Directions for this task: Identify each line in the entries below that contains the word "burgundy", and copy those lines.
*** Information provided ***
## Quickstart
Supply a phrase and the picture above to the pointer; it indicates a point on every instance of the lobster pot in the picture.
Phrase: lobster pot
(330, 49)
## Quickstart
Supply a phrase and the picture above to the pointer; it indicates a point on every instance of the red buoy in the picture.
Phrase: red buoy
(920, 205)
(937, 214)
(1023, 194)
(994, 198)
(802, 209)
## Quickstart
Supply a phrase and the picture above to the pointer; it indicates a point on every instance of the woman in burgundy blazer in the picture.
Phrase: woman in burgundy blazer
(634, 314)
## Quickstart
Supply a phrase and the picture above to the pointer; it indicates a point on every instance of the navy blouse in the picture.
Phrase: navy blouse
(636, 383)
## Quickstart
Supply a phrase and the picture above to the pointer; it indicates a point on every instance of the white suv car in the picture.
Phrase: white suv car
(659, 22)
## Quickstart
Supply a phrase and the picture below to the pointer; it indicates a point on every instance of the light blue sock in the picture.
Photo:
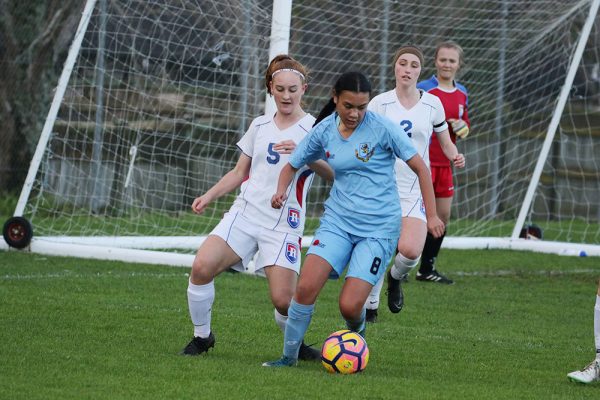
***
Reply to the task:
Supply a phrase and the picture above to the pointer; it indicates a point on every instance of the woman in burgundy blazer in the picture.
Phrase: woman in burgundy blazer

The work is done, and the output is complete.